--- Exercice proposé 1 ---
D'après l'article sur la saison de Russell Westbrook, quel joueur avait tenu une moyenne de triple-double avant lui, et lors de quelle saison ?

--- Texte fourni ---

•••••

Russell Westbrook 2016-2017 : la plus grosse saison statistique individuelle de l’histoire ?

Le 04 avr. 2017 à 18:32 par Alexandre Martin

Russell Westbrook
Source : Screen YouTube

Le basketball est un sport collectif bien évidemment, mais il est également un sport individuel qui se joue à plusieurs et dans lequel les statistiques sont omniprésentes, qu’on le veuille ou non. Russell Westbrook fournit, cette saison, des chiffres qui excitent les plus matheux d’entre nous tout en donnant le tournis aux fans et un gros mal de crâne aux futurs votants pour le MVP. Mais ce trophée n’est pas le sujet du jour, nous aurons bien le temps d’y revenir. Il s’agit aujourd’hui de rendre honneur – une fois de plus – à l’exercice en cours de Monsieur Westbrook en le comparant avec les plus belles lignes de stats jamais envoyées dans l’histoire en régulière. La bête d’OKC est-elle en train de tout casser ? 

Nous avions déjà un peu ouvert cette voie dès la fin du mois de novembre, alors que l’ami Russell s’apprêtait à entrer dans le mois de décembre en triple-double de moyenne, ce que seul Oscar Robertson avait fait avant lui (en 1961-1962). Quatre mois plus tard, les stats sont bel et bien là. Elles sont stratosphériques, inédites. Elles méritent qu’on s’y attarde. Alors, avis aux allergiques des chiffres et aux adeptes du “le basket c’est pas de stats”, ce papier est aussi pour vous, pour tenter d’attirer votre attention sur la dimension historique évidente de la saison 2016-17 de Russell Westbrook. Et pour cela, il faut commencer par reprendre les chiffres de quelques unes des plus hallucinantes saisons individuelles posées dans l’histoire de la ligue (sorry KG, sorry David, sorry Hakeem). Il faut les regarder sous plusieurs angles, tenter de les remettre dans leurs contextes, en expliquer les différences. Commençons par faire un tour d’horizon avant de se lancer dans quelques interprétations…

Wilt Chamberlain 1961-62

  • Stats majeures : 50,4 points, 25,7 rebonds, 2,4 passes décisives (on imagine une tonne de contres également mais non comptabilisés) en 48,5 minutes de moyenne / 39,5 tirs pris par match (50,6%) / PER : 31,7.

•••••

--- Entrées ---

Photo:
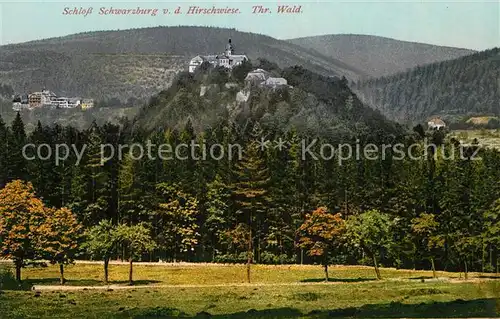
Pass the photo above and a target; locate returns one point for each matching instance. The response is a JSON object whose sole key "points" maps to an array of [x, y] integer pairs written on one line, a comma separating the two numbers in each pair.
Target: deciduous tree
{"points": [[21, 215], [101, 243], [137, 239], [59, 237], [321, 233]]}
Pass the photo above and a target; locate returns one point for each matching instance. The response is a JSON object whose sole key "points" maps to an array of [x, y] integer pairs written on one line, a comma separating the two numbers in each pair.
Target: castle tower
{"points": [[229, 48]]}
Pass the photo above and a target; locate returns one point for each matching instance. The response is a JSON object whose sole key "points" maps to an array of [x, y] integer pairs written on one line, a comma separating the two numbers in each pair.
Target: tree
{"points": [[250, 188], [137, 240], [101, 243], [59, 237], [491, 232], [21, 215], [321, 233], [217, 207], [177, 220], [425, 229], [369, 231]]}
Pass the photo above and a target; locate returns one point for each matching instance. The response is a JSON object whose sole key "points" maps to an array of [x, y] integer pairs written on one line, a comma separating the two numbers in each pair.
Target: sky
{"points": [[469, 24]]}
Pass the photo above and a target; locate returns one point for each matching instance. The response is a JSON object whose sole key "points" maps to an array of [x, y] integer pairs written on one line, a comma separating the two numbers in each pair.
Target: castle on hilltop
{"points": [[227, 59]]}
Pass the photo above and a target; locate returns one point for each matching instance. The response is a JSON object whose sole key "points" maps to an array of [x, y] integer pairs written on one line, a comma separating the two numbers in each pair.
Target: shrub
{"points": [[8, 281]]}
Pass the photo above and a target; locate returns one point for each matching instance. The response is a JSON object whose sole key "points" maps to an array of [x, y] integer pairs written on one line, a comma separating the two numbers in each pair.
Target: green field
{"points": [[275, 292], [487, 138]]}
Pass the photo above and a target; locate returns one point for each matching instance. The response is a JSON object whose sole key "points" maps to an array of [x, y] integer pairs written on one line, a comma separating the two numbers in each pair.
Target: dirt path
{"points": [[124, 287]]}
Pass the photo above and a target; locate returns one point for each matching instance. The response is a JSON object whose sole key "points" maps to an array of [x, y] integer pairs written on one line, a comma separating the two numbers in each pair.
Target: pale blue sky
{"points": [[466, 24]]}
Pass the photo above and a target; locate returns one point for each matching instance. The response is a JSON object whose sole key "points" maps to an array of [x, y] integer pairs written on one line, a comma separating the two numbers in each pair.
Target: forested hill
{"points": [[314, 104], [140, 62], [379, 56], [451, 89]]}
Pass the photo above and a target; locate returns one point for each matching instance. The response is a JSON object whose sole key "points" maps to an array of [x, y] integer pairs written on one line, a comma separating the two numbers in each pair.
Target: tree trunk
{"points": [[433, 268], [377, 271], [62, 281], [106, 264], [249, 255], [465, 270], [18, 271], [130, 281]]}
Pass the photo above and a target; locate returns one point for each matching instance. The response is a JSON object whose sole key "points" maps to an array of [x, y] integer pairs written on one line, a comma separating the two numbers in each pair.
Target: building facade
{"points": [[227, 59]]}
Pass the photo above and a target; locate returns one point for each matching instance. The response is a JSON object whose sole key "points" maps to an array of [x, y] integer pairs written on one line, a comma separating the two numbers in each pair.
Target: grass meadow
{"points": [[220, 291]]}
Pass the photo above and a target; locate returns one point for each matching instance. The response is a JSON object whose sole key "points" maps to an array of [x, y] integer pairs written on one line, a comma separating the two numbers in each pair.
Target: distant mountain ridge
{"points": [[454, 90], [140, 62], [379, 56]]}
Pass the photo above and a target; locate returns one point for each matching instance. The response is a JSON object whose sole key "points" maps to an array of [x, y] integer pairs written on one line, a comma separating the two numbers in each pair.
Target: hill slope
{"points": [[139, 62], [378, 56], [315, 105], [453, 89]]}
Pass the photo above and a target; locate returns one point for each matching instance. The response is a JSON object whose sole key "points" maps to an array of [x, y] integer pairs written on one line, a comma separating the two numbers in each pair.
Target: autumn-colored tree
{"points": [[424, 229], [21, 215], [137, 240], [320, 234], [101, 243], [59, 237]]}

•••••

--- Exercice proposé 2 ---
Comptez les lignes des entrées qui contiennent la chaîne « castle », en tenant compte de la casse, et donnez seulement ce nombre.

--- Corrigé 1 ---
Oscar Robertson, en 1961-1962.

--- Corrigé 2 ---
2